Mindestens fünf Prozent des Waldes sollen in Deutschland naturnah wachsen, dieses Ziel hat die Bundesregierung vorgegeben. Eingehalten wird es aber nur in wenigen Regionen, am ehesten noch im Saarland. Dort wächst ein Buchenurwald.

Von Tonia Koch | 05.11.2013
    40, 50 Meter ragen die Baumriesen in den Himmel. Es sind überwiegend Buchen und ein paar wenige Eichen, zwischen 200 und 240 Jahre alt. Dazwischen Schaft an Schaft: Buchen, Kirschen, Eichen, Vogelbeeren. Dünne, hoch aufgeschossene Stämme, die auf ihre Chance warten. Sie werden sich erst entwickeln, wenn der dicke Nachbar fällt und sie genügend Licht bekommen. Beim letzten Sturm vor ein paar Tagen hat es einen Riesen entwurzelt. Andere haben dem Wind standgehalten, sind aber bereits abgestorben. So sieht er aus, ein europäischer Buchenurwald, ziemlich unspektakulär, sagt Landesforstdirektor Hans Albert Letter.

    "Beim Urwald denkt man immer an das, was man im Fernsehen so sieht, ein Regenwald, oben hängt der Gorilla und unten streift der Leopard, das gibt es bei uns nicht. Bei und steckt das Leben in dem toten, abgestorbenen, faulenden Holz und das sind kleine, unscheinbare Lebewesen. Ob das jetzt Spinnen sind, ob das jetzt Pilze sind, es ist nicht so spektakulär."

Auszüge aus Datensätzen =
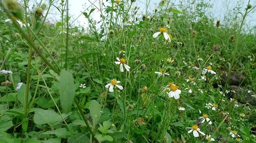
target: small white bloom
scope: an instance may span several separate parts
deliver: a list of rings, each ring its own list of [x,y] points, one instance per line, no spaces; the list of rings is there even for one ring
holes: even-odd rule
[[[167,28],[163,28],[160,27],[159,29],[159,32],[156,32],[153,35],[153,37],[154,38],[155,38],[161,33],[163,33],[163,36],[164,36],[164,38],[166,40],[169,39],[169,41],[171,42],[171,38],[169,36],[169,35],[166,33],[167,31]]]
[[[200,129],[198,128],[198,126],[197,125],[194,125],[192,126],[192,128],[186,128],[186,129],[191,129],[191,130],[188,132],[188,133],[190,133],[193,132],[193,135],[195,137],[198,137],[199,136],[199,135],[198,134],[198,132],[200,132],[200,134],[205,135],[205,134],[202,132],[200,130]]]
[[[203,69],[203,71],[202,72],[202,74],[205,74],[208,72],[208,73],[211,73],[211,74],[215,74],[216,73],[215,73],[213,70],[212,70],[212,67],[211,66],[208,66],[206,67],[206,68],[204,68]]]
[[[3,70],[0,71],[0,73],[3,73],[5,74],[12,74],[12,72],[11,70]]]
[[[120,71],[121,72],[124,72],[124,68],[123,67],[123,64],[124,65],[124,66],[125,66],[125,69],[126,69],[127,71],[130,71],[130,68],[131,68],[131,67],[130,67],[127,64],[125,64],[125,59],[121,58],[121,59],[119,59],[119,58],[117,57],[116,59],[117,60],[117,61],[118,61],[118,62],[115,62],[115,63],[116,63],[116,64],[120,64]]]
[[[181,93],[181,90],[178,89],[178,87],[174,84],[170,86],[170,92],[168,93],[168,96],[169,98],[174,97],[175,99],[178,99],[180,98],[180,94]]]
[[[20,90],[20,87],[21,87],[21,85],[22,85],[22,84],[23,84],[23,82],[18,83],[17,87],[16,88],[16,90]]]
[[[211,138],[210,135],[207,135],[206,137],[205,137],[205,138],[206,138],[206,140],[208,140],[209,142],[211,141],[215,141],[215,140],[214,140],[214,139],[213,139],[213,138]]]
[[[178,107],[178,109],[179,109],[179,110],[183,110],[183,111],[185,110],[185,108],[182,107]]]
[[[109,92],[113,92],[114,91],[114,86],[115,86],[119,89],[122,90],[124,89],[123,87],[121,85],[117,85],[118,83],[119,83],[121,81],[118,81],[115,79],[113,79],[111,81],[110,83],[106,85],[105,87],[109,87]]]
[[[208,123],[210,125],[212,124],[212,121],[210,121],[210,120],[208,117],[209,115],[208,115],[206,114],[203,114],[203,116],[200,117],[199,118],[203,118],[203,120],[202,120],[202,123],[204,123],[206,120],[206,121],[208,122]]]
[[[86,87],[85,86],[85,84],[80,84],[80,85],[79,86],[79,87],[84,88]]]

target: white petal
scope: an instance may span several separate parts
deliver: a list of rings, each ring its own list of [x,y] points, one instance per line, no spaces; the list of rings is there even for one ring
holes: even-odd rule
[[[201,131],[200,131],[200,129],[199,129],[199,128],[198,128],[197,129],[197,131],[198,131],[198,132],[200,132],[201,134],[202,134],[202,135],[205,135],[205,134],[204,133],[203,133]]]
[[[117,87],[117,88],[119,88],[119,89],[122,90],[124,88],[121,85],[116,85],[116,87]]]
[[[195,137],[198,137],[199,136],[199,135],[196,130],[193,131],[193,135],[194,135]]]
[[[106,88],[108,88],[108,87],[109,87],[110,86],[110,85],[112,85],[112,84],[108,84],[106,85],[106,86],[105,86],[105,87],[106,87]]]
[[[153,37],[154,38],[156,38],[158,36],[158,35],[159,35],[159,34],[160,34],[160,33],[161,33],[161,32],[157,32],[155,33],[153,35]]]
[[[121,72],[124,72],[124,67],[122,67],[122,64],[120,64],[120,71],[121,71]]]
[[[115,62],[115,63],[116,64],[121,64],[121,62]]]
[[[169,35],[168,35],[168,34],[167,33],[163,32],[163,36],[164,36],[164,38],[166,39],[166,40],[169,39],[169,41],[171,42],[171,38],[170,38]]]
[[[126,69],[127,71],[130,71],[130,68],[131,68],[131,67],[129,67],[126,64],[124,64],[124,65],[125,66],[125,69]]]
[[[114,86],[111,84],[109,87],[109,92],[112,93],[113,91],[114,91]]]
[[[202,74],[205,74],[207,72],[207,70],[205,70],[204,69],[204,70],[203,70],[203,71],[202,72]]]

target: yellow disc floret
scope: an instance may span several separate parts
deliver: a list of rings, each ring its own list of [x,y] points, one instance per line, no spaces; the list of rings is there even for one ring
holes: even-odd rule
[[[207,67],[206,67],[206,69],[207,70],[212,70],[212,67],[209,66],[207,66]]]
[[[171,90],[172,91],[175,91],[178,89],[178,87],[175,84],[173,84],[170,86],[170,89],[171,89]]]
[[[192,129],[193,130],[196,130],[198,129],[198,126],[197,125],[194,125],[192,126]]]
[[[159,31],[161,32],[166,32],[167,31],[167,28],[163,28],[163,27],[160,27],[159,29]]]
[[[125,60],[124,58],[121,58],[120,59],[120,62],[121,64],[125,64]]]
[[[117,84],[117,81],[115,79],[113,79],[110,82],[113,85],[116,85]]]
[[[204,118],[206,119],[208,117],[209,115],[206,114],[203,114],[203,117],[204,117]]]

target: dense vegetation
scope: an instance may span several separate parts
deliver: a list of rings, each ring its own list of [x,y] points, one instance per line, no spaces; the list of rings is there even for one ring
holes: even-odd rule
[[[256,3],[107,1],[84,29],[67,1],[0,0],[0,143],[256,143]]]

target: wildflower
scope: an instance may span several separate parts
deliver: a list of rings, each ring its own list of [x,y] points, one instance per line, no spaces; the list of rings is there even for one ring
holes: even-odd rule
[[[120,71],[121,72],[124,72],[124,68],[123,67],[123,64],[124,65],[124,66],[125,66],[125,69],[126,69],[127,71],[130,71],[130,68],[131,68],[131,67],[130,67],[127,64],[125,64],[125,59],[122,58],[121,58],[121,59],[119,59],[119,58],[117,57],[116,59],[117,60],[117,61],[118,61],[118,62],[115,62],[115,63],[116,63],[116,64],[120,64]]]
[[[198,61],[204,61],[204,60],[203,59],[202,59],[202,58],[199,58],[198,59]]]
[[[211,66],[207,66],[206,67],[206,68],[204,68],[203,69],[204,70],[202,72],[202,74],[205,74],[207,72],[208,73],[211,73],[211,74],[215,74],[216,73],[215,73],[213,70],[212,70],[212,67]]]
[[[186,129],[192,129],[191,130],[188,132],[188,133],[190,133],[192,131],[193,131],[193,135],[195,137],[198,137],[199,136],[199,135],[198,134],[198,132],[200,132],[201,134],[205,135],[204,133],[202,132],[199,128],[198,128],[198,126],[197,125],[194,125],[192,126],[192,128],[186,128]]]
[[[202,79],[202,80],[204,80],[205,81],[206,81],[206,76],[201,76],[201,79]]]
[[[185,110],[185,108],[182,107],[178,107],[178,109],[179,109],[179,110],[184,111],[184,110]]]
[[[214,139],[213,138],[211,138],[210,135],[207,135],[206,137],[205,137],[205,138],[206,138],[206,140],[208,140],[208,142],[209,142],[210,141],[215,141],[215,140],[214,140]]]
[[[3,74],[7,75],[8,74],[12,74],[12,72],[11,70],[3,70],[0,71],[0,73],[3,73]]]
[[[155,72],[155,73],[157,73],[158,74],[158,76],[164,76],[165,75],[169,76],[170,75],[168,73],[165,73],[163,70],[160,70],[159,72]]]
[[[240,137],[240,136],[237,134],[237,131],[231,131],[230,132],[230,135],[231,135],[231,137],[235,137],[235,136],[236,136]]]
[[[209,109],[209,108],[212,108],[212,106],[213,106],[212,104],[210,103],[208,103],[208,104],[206,103],[205,105],[206,105],[205,107],[207,108],[207,109]]]
[[[79,87],[82,88],[84,88],[86,87],[86,86],[85,86],[85,84],[81,84]]]
[[[21,87],[21,85],[23,84],[23,82],[20,82],[18,83],[18,84],[17,85],[17,87],[16,88],[16,90],[19,90],[20,87]]]
[[[178,87],[174,84],[170,85],[170,89],[171,91],[168,93],[168,96],[169,98],[174,97],[175,99],[180,98],[180,94],[181,93],[181,90],[178,89]]]
[[[206,120],[206,121],[207,122],[209,122],[209,124],[210,125],[212,124],[212,121],[210,121],[210,119],[208,118],[208,117],[209,115],[208,115],[206,114],[203,114],[202,117],[200,117],[199,118],[203,119],[203,120],[202,121],[202,123],[204,123],[205,120]]]
[[[216,104],[216,103],[214,103],[212,104],[212,110],[216,111],[216,109],[218,107],[218,104]]]
[[[169,39],[169,41],[171,42],[171,38],[170,38],[169,35],[166,33],[167,31],[167,28],[160,27],[159,28],[159,32],[155,33],[153,35],[153,37],[154,38],[156,38],[161,33],[163,33],[165,39],[168,40]]]
[[[119,88],[119,89],[122,90],[123,89],[123,87],[121,85],[117,85],[118,83],[120,82],[121,81],[116,81],[115,79],[113,79],[111,81],[110,83],[106,85],[105,87],[108,88],[109,87],[109,92],[113,92],[114,91],[113,88],[114,86],[115,86],[117,87],[117,88]]]

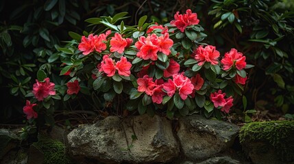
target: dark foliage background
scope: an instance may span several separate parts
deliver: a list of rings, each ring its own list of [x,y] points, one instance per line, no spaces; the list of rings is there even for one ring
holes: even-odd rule
[[[256,66],[244,91],[247,105],[243,106],[244,99],[237,100],[233,115],[245,122],[275,115],[293,119],[293,4],[291,0],[1,1],[0,122],[22,122],[25,95],[39,68],[60,81],[57,48],[71,40],[69,31],[91,30],[84,20],[127,12],[125,24],[135,24],[144,15],[149,22],[164,24],[188,8],[197,13],[208,43],[221,54],[236,48]]]

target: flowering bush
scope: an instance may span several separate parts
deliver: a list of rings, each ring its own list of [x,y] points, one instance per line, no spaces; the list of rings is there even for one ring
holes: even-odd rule
[[[39,70],[23,108],[27,119],[39,112],[51,115],[56,101],[83,95],[95,97],[93,105],[103,110],[158,111],[169,118],[200,113],[219,118],[230,112],[234,97],[242,95],[244,69],[252,67],[241,52],[232,49],[222,56],[201,42],[206,35],[191,10],[177,12],[164,25],[143,16],[138,25],[127,26],[127,14],[89,18],[97,29],[82,36],[69,33],[74,40],[58,48],[63,79],[54,84]]]

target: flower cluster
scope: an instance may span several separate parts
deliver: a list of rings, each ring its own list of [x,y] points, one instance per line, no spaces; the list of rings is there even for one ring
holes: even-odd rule
[[[92,20],[104,25],[106,32],[76,33],[77,44],[60,49],[60,75],[68,82],[55,90],[48,77],[37,80],[32,92],[36,100],[23,109],[27,119],[37,117],[33,107],[53,108],[53,101],[78,98],[79,92],[96,93],[99,101],[93,104],[103,109],[137,109],[140,114],[157,109],[168,117],[229,113],[247,79],[244,69],[252,66],[234,49],[222,56],[215,46],[200,44],[206,34],[197,14],[179,13],[164,25],[145,23],[146,18],[135,27],[115,25],[123,13]],[[37,100],[42,103],[34,103]]]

Aufgaben =
(1) Fassen Sie den Text über den Buchenurwald in zwei Sätzen zusammen.
(2) Geben Sie den Abschnitt des Textes über den Buchenurwald zwischen „Mindestens fünf Prozent“ und „wächst ein Buchenurwald.“ einschließlich wortgetreu wieder.
(3) Schreiben Sie den Text über den Buchenurwald im Anschluss an seinen letzten Satz weiter.
Die Datensätze haben mit dem Text über den Buchenurwald nichts zu tun.

Lösungen =
(1) Die Bundesregierung hat vorgegeben, dass mindestens fünf Prozent des Waldes in Deutschland naturnah wachsen sollen, doch eingehalten wird dieses Ziel nur in wenigen Regionen, am ehesten im Saarland, wo ein Buchenurwald wächst. Landesforstdirektor Hans Albert Letter beschreibt diesen Wald mit seinen 200 bis 240 Jahre alten Buchen und Eichen als ziemlich unspektakulär, weil das Leben dort im toten, faulenden Holz steckt, in kleinen, unscheinbaren Lebewesen wie Spinnen und Pilzen.

(2)
Mindestens fünf Prozent des Waldes sollen in Deutschland naturnah wachsen, dieses Ziel hat die Bundesregierung vorgegeben. Eingehalten wird es aber nur in wenigen Regionen, am ehesten noch im Saarland. Dort wächst ein Buchenurwald.

(3)
    Diese Lebewesen können sich eben nur entwickeln, wenn das reife Holz nicht geerntet wird, sondern wenn es seinen Lebenszyklus vor Ort beenden darf. Nur dadurch könne die Artenvielfalt geschützt werden, argumentiert Helmuth Harth, Naturschutzreferent beim NABU-Saarland.

    "Es ist zwar Totholz, wie der Fachmann sagt, aber es ist voller Leben. Es sind 1.600 Pilzarten drin, da sind 6.000 Tierarten drin, die allein von diesem Lebensraum alte Buche abhängig sind."

    Das Waldwirtschaftskonzept des Saar-Forstes setzt aber nicht allein auf diese zehn Prozent Waldfläche, die dauerhaft aus der Nutzung genommen wurden, sondern auch dort, wo der Wald bewirtschaftet wird, werden alte Laubbaumbestände vom Holzeinschlag ausgenommen, quasi als Keimzellen biologischer Vielfalt. Diese Biotope erlauben es den verschiedenen Arten, sich zu vernetzen. Sie seien letztendlich von größerem Nutzen als die Nationalparkkonzepte. Helmuth Harth:

    "Auch deshalb loben wir das Saarland, weil es breiter aufgestellt ist. Wir haben über das ganze Land verteilt solche Flächen und sie bringen dem Naturschutz wesentlich mehr."

    Aber eine naturnahe Waldwirtschaft ist teuer. Hans Albert Letter:

    "Das sind einige Millionen pro Jahr. Wir haben das 2011 einmal ausgerechnet, es sind etwa 2,7 Millionen an Einnahmen, auf die wir verzichten."

    Es verbiete sich jedoch, den Wert des Waldes allein an den Erlösen zu messen, die mit dem Verkauf des Holzes erzielt werden können, wehrt sich der NABU.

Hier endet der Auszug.